What you will do -
**a)** Reproduce word for word the forum thread on cryptographic primitives in the Ada runtime.
**b)** Quote the records from the line with "Would you mind pinning the oval" to the line with "Target: car grille", including both of those lines.

Should Ada runtime provide special primitives for cryptography?

Should Ada runtime provide special primitives for cryptography?

[Natasha Kerensikova]

Hello,

I recently thought that Ada general strictness and integration with
proof systems would make it a good language for cryptographic
primitives.

However, when actually implementing cryptographic stuff, cleverness from
compiler and optimizer are often enemies. For example, overwriting a
buffer with zeroes might be optimized out when the buffer is not
accessed again.

I believe it would not be difficult for a compiler vendor to provide, as
part of the runtime, a zeroing procedure guaranteed to not be optimized
away, a (generic) array comparison guaranteed to execute in a constant
number of operations and/or branches, etc. And such subprograms would be
difficult to write externally, and the guarantees difficult to make
without tight compiler integration.

Would it be useful to propose an AI for the addition of such subprograms
to Ada standard library?



Natasha

Re: Should Ada runtime provide special primitives for cryptography?

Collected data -
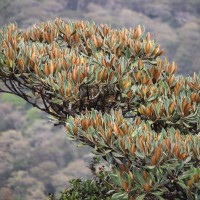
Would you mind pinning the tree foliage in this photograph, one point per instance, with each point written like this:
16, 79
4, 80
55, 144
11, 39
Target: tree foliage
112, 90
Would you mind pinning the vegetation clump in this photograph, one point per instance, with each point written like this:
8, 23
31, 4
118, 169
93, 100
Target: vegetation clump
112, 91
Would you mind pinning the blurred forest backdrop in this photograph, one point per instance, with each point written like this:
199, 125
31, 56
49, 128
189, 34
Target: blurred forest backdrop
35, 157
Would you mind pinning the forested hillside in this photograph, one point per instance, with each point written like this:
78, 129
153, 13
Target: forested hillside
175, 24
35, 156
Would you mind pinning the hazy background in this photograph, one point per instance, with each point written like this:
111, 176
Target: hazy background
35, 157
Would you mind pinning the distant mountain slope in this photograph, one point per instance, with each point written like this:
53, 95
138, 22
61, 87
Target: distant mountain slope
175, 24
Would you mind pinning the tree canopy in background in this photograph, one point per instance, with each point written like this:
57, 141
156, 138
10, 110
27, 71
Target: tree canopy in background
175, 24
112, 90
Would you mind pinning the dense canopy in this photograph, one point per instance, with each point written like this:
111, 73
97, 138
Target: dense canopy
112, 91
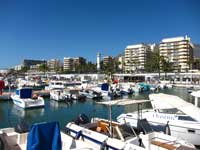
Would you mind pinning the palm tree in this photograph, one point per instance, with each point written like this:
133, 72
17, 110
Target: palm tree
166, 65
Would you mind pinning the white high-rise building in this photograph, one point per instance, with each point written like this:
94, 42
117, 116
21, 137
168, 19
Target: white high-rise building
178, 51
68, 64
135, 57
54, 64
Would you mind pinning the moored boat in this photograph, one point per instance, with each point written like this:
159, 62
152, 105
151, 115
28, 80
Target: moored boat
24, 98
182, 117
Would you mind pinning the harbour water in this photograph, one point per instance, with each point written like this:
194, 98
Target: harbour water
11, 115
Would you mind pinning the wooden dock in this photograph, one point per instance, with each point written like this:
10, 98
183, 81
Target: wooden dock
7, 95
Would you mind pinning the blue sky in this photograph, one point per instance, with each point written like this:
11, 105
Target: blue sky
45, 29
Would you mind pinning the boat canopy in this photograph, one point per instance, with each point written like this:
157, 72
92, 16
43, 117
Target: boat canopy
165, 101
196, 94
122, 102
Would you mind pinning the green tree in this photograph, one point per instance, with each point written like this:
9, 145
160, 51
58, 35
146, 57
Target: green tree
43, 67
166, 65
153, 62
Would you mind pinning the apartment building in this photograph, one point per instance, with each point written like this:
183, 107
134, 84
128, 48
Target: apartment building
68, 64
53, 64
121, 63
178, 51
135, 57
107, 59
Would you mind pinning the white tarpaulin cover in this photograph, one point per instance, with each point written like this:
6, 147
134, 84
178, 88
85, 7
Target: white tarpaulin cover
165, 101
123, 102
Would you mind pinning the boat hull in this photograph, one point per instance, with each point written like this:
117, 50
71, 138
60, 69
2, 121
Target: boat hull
...
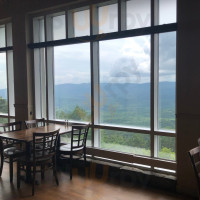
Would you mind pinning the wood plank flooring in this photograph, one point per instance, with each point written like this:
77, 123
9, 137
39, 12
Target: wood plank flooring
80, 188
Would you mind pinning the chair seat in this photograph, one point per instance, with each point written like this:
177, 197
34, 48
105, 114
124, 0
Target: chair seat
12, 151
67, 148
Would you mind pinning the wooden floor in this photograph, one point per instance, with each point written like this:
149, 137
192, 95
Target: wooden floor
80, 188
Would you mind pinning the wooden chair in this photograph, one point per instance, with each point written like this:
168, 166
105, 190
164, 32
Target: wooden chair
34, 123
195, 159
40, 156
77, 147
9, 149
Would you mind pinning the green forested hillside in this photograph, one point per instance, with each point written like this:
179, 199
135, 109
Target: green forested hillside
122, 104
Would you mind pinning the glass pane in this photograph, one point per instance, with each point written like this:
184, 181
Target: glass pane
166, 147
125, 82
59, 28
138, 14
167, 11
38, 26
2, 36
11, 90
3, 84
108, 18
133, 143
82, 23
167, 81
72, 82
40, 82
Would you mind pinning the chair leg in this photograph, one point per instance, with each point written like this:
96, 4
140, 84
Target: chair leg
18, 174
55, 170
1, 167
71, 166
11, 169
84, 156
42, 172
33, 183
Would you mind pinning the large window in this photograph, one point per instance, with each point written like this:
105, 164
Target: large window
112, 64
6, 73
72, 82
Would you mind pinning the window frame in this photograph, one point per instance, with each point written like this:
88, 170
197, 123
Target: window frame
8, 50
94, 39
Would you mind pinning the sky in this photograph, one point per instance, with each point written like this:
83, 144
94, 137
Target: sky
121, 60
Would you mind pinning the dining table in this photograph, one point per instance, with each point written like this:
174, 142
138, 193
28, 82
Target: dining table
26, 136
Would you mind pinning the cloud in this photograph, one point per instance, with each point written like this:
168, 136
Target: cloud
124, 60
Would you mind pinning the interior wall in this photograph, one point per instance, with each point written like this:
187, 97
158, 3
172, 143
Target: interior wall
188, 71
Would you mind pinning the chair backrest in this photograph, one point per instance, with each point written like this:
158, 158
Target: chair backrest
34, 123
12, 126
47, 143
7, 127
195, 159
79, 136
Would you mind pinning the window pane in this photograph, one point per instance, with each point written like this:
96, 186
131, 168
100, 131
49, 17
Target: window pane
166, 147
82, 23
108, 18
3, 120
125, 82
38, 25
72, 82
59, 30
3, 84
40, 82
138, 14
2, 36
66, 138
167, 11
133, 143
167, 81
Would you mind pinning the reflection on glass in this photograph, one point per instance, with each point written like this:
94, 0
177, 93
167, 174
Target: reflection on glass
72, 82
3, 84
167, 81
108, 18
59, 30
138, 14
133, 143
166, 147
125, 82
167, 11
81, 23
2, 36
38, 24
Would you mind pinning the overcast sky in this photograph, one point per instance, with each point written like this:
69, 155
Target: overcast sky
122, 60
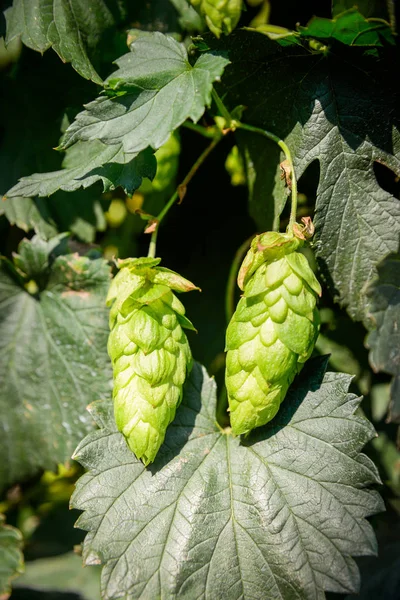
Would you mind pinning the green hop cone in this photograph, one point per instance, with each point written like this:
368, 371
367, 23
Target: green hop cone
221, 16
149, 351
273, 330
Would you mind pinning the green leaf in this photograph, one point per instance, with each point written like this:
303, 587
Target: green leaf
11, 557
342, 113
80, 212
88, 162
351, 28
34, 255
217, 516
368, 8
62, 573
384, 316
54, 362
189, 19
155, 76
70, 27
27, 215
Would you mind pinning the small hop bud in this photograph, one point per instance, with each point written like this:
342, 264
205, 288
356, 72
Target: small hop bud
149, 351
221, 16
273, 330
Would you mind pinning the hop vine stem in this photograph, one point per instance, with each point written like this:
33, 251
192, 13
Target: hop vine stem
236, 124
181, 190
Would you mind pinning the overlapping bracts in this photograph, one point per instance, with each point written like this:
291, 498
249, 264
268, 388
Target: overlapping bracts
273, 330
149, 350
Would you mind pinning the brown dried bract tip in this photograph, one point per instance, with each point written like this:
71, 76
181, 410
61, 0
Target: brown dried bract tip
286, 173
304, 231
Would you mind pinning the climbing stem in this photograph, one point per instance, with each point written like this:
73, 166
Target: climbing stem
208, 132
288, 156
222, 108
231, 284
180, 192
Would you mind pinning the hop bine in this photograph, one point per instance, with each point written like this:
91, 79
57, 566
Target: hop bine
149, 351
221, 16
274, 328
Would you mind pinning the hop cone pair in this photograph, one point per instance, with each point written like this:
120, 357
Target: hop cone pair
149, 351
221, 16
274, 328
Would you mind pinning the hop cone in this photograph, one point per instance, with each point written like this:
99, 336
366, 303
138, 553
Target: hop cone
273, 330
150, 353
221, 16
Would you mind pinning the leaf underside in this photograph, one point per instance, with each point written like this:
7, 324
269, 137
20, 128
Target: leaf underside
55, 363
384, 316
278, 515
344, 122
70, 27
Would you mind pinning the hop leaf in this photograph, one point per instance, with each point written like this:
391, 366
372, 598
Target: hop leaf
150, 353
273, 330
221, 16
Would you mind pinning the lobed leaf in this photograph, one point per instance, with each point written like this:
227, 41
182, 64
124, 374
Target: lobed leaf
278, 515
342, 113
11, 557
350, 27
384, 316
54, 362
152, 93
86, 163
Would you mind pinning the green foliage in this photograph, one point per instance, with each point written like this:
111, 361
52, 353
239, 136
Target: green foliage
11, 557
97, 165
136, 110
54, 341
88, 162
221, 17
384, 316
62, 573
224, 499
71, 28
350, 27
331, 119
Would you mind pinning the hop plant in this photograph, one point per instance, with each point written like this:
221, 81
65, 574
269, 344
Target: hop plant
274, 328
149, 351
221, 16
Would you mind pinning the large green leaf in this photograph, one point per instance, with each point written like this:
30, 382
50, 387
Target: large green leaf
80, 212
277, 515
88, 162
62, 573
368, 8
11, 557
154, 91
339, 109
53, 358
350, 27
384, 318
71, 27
...
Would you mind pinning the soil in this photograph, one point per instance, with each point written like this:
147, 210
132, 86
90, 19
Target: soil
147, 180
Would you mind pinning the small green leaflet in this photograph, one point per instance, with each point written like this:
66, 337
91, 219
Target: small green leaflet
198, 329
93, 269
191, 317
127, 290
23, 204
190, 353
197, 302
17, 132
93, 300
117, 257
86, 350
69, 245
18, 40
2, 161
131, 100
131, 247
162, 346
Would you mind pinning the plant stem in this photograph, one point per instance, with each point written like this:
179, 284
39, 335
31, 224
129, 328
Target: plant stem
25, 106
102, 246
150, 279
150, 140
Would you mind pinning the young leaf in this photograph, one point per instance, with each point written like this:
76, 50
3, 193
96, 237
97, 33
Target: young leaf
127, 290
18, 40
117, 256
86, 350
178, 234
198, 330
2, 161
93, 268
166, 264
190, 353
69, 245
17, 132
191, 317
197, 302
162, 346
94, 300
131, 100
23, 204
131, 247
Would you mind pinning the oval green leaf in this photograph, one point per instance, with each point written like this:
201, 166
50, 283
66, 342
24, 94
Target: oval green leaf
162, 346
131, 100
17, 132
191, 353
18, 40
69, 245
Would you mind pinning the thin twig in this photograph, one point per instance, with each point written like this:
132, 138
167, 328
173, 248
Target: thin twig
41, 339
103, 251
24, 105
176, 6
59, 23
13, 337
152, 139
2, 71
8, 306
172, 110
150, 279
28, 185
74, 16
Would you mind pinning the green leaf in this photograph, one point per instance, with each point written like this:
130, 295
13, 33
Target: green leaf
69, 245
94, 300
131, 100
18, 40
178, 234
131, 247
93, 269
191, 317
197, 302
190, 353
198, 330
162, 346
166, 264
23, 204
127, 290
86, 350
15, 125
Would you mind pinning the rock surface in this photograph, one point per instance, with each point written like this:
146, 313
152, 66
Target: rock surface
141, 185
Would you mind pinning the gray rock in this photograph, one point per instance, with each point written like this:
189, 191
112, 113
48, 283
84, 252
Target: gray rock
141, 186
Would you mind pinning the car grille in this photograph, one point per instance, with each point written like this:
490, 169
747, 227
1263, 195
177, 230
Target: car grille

Solutions below -
**a)**
Should Ada runtime provide special primitives for cryptography?

Should Ada runtime provide special primitives for cryptography?

[Natasha Kerensikova]

Hello,

I recently thought that Ada general strictness and integration with
proof systems would make it a good language for cryptographic
primitives.

However, when actually implementing cryptographic stuff, cleverness from
compiler and optimizer are often enemies. For example, overwriting a
buffer with zeroes might be optimized out when the buffer is not
accessed again.

I believe it would not be difficult for a compiler vendor to provide, as
part of the runtime, a zeroing procedure guaranteed to not be optimized
away, a (generic) array comparison guaranteed to execute in a constant
number of operations and/or branches, etc. And such subprograms would be
difficult to write externally, and the guarantees difficult to make
without tight compiler integration.

Would it be useful to propose an AI for the addition of such subprograms
to Ada standard library?



Natasha

Re: Should Ada runtime provide special primitives for cryptography?

**b)**
Would you mind pinning the oval green leaf in this photograph, one point per instance, with each point written like this:
201, 166
50, 283
66, 342
24, 94
Target: oval green leaf
162, 346
131, 100
17, 132
191, 353
18, 40
69, 245
Would you mind pinning the thin twig in this photograph, one point per instance, with each point written like this:
132, 138
167, 328
173, 248
Target: thin twig
41, 339
103, 251
24, 105
176, 6
59, 23
13, 337
152, 139
2, 71
8, 306
172, 110
150, 279
28, 185
74, 16
Would you mind pinning the green leaf in this photograph, one point per instance, with each point written like this:
130, 295
13, 33
Target: green leaf
69, 245
94, 300
131, 100
18, 40
178, 234
131, 247
93, 269
191, 317
197, 302
190, 353
198, 330
162, 346
166, 264
23, 204
127, 290
86, 350
15, 125
Would you mind pinning the rock surface in this photograph, one point per instance, with each point written like this:
146, 313
152, 66
Target: rock surface
141, 185
Would you mind pinning the gray rock in this photograph, one point per instance, with each point written like this:
189, 191
112, 113
48, 283
84, 252
Target: gray rock
141, 186
Would you mind pinning the car grille in this photograph, one point per instance, with each point written like this:
490, 169
747, 227
1263, 195
177, 230
Target: car grille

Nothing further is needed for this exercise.